Put the listing below into a Markdown table with the columns Row and Entry, one numbered row per line and no rows for blank lines.

- [Extracted information]:

☆ ☆ ☆ ☆ ☆ ☆ ☆

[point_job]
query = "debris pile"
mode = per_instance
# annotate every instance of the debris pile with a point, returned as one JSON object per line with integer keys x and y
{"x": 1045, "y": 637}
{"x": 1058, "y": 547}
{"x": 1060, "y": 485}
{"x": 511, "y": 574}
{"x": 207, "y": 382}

☆ ☆ ☆ ☆ ☆ ☆ ☆

- [Response below]:
| Row | Entry |
|---|---|
| 1 | [point_job] |
| 2 | query = "debris pile" |
| 3 | mode = per_instance |
| 4 | # annotate every instance of the debris pile with a point, returned as one JSON object per line with integer keys x and y |
| 5 | {"x": 1045, "y": 637} |
| 6 | {"x": 1058, "y": 547} |
| 7 | {"x": 1060, "y": 485} |
| 8 | {"x": 511, "y": 574} |
| 9 | {"x": 207, "y": 382} |